====== Texte de la page ======
Cette trouvaille était les économies d'un citadin,
cachées par ce malheureux qui périt victime ou de la
guerre, ou de la peste, et ou bien même de la famine,
pendant le blocus de Deneuvre. On y trouve aussi de
temps en temps quelques pièces de monnaie romaine; les
unes en bronze, les autres en argent. C'est la preuve la
plus irréfragable de la présence de ces conquérants sur
l'emplacement occupé depuis par cette ville.
Une des plus anciennes que j'ai vues et possédées était
à l'effigie de l'empereur Gordien le jeune, troisième du
nom, assassiné l'an 244 de notre ère, après quatre
années d'un règne heureux. C'est vers cette époque que
nous faisons remonter la construction de la Tour du
Bacha, et par conséquent l'antiquité même de l'ancien
Danubrium.
PRÉVOTÉ,
ORGANISATION, REVENUS, POLICE, COUTUMES.
D'après l'état du
domaine chaque conduit (ménage) de Deneuvre devait à
Monseigneur le duc de Lorraine une taille de trois gros
(cinq sous environ) et deux poules ; chaque charrue deux
resaux d'avoine. Ce prince y avait également le droit de
tabellionage; celui d'office de greffier; de taverne
fixé à dix francs; celui du battant à draps ; la moitié
du sceau qu'on appliquait sur les draps (l'autre
appartenait aux compagnons du métier) ; enfin
Monseigneur possédait aussi l'impôt sur les tanneries
fixé à dix francs chacune ; et celui sur le passage des
bois flottants ; le droit sur les fours banaux, etc.,
etc. Il faisait exercer la justice dans toute la
seigneurie par un Prévot, aidé d'un Lieutenant et d'un
Greffier avec un substitut du Procureur général. Ce
prévot connaissait en première instance de toutes les
causes civiles et criminelles; excepté cependant en ce
qui regardait les personnes privilégiées. On pouvait
appeler de ses arrêts au grand baillage de Lunéville et
de là à la cour souveraine de Nancy. Cet officier qui
avait six villages sous sa juridiction jouissait de
plusieurs droits, entr'autres celui d'investiture ou
révestiture sur la cure de Brouville. On appelait ainsi
ce qui était dû au seigneur ou au curé par les héritiers
de quelqu'un qui décédait dans une commune. Ainsi
lorsque le pasteur de Brouville venait à mourir, son
successeur, considéré comme son héritier, devait au
prévot de Deneuvre deux deniers de cens. Mais en 1522 le
chapitre de Saint-Dié vexé de cette servitude en demanda
l'annulation, prétextant que depuis cette époque la
paroisse de Brouville avait été réunie au dit Chapitre.
======
> _Tâches à réaliser_:
**A.** Répondez aux questions suivantes d'après le texte sur Deneuvre :
(i) À l'effigie de quel empereur était l'une des plus anciennes pièces de monnaie mentionnées ?
(ii) Que chaque conduit de Deneuvre devait-il au duc de Lorraine au titre de la taille ?
(iii) Auprès de quel tribunal pouvait-on d'abord faire appel des arrêts du prévot ?
**B.** Recopiez fidèlement le passage du texte sur Deneuvre qui commence par « Cette trouvaille était » et se termine par « par cette ville. ».
Les items ci-après proviennent d'une autre source.
====== Données fournies ======
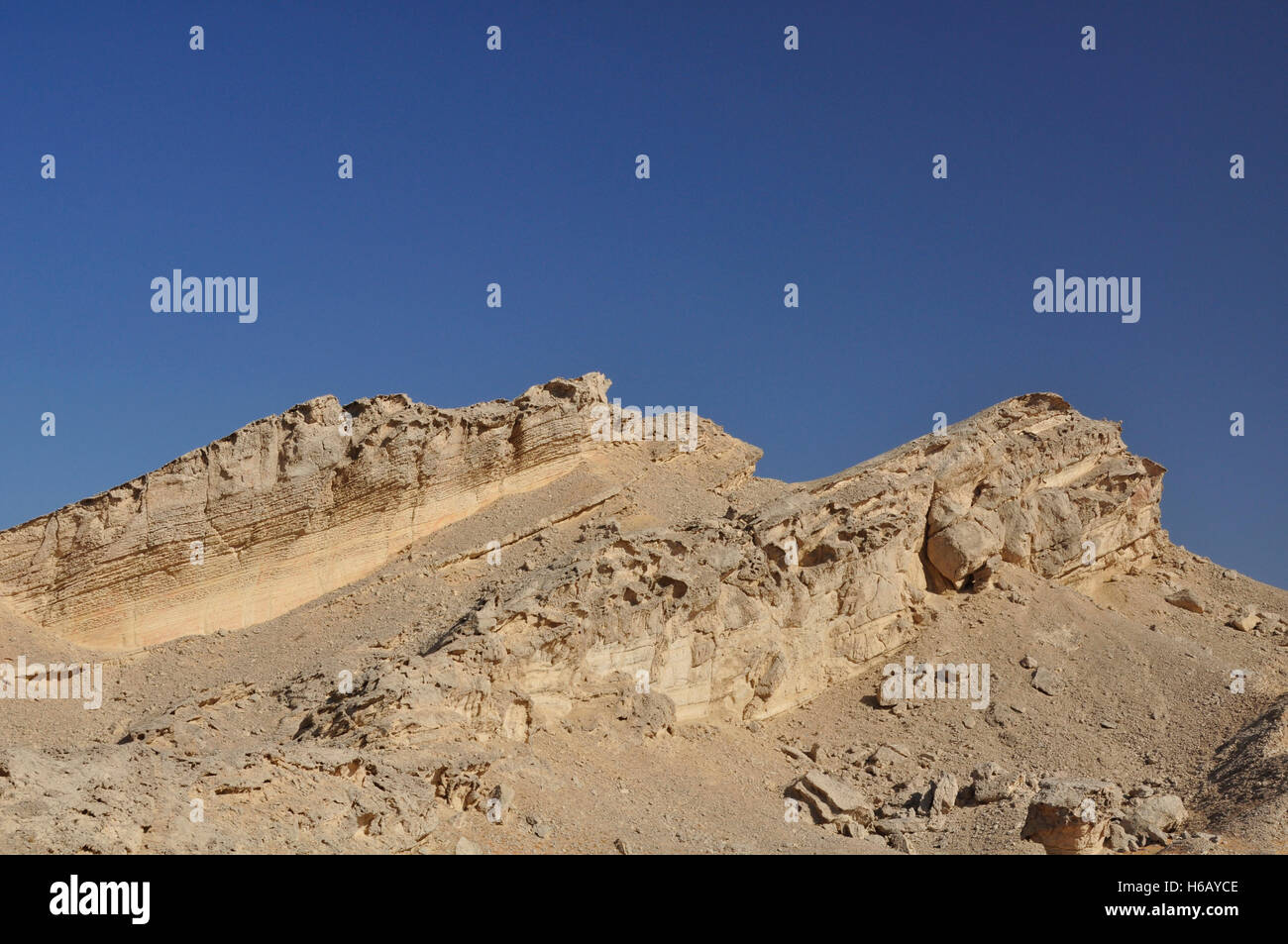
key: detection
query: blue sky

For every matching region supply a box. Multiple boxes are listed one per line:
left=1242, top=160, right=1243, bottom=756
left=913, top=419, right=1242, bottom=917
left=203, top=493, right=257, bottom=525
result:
left=0, top=1, right=1288, bottom=586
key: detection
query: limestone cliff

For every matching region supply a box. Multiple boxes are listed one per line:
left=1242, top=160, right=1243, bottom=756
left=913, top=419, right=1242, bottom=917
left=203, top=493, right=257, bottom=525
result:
left=0, top=373, right=1166, bottom=739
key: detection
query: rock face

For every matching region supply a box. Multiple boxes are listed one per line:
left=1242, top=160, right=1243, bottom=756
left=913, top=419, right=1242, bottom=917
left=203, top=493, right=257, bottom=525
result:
left=0, top=373, right=1166, bottom=731
left=1021, top=780, right=1122, bottom=855
left=0, top=374, right=618, bottom=649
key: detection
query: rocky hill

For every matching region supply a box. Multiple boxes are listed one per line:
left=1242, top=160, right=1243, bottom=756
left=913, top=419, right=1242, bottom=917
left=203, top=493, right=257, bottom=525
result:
left=0, top=373, right=1288, bottom=853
======
> _Réponses ci-dessous_:
**A.**
(i) L'empereur Gordien le jeune, troisième du nom.
(ii) Trois gros (cinq sous environ) et deux poules.
(iii) Le grand baillage de Lunéville.

**B.**
Cette trouvaille était les économies d'un citadin,
cachées par ce malheureux qui périt victime ou de la
guerre, ou de la peste, et ou bien même de la famine,
pendant le blocus de Deneuvre. On y trouve aussi de
temps en temps quelques pièces de monnaie romaine; les
unes en bronze, les autres en argent. C'est la preuve la
plus irréfragable de la présence de ces conquérants sur
l'emplacement occupé depuis par cette ville.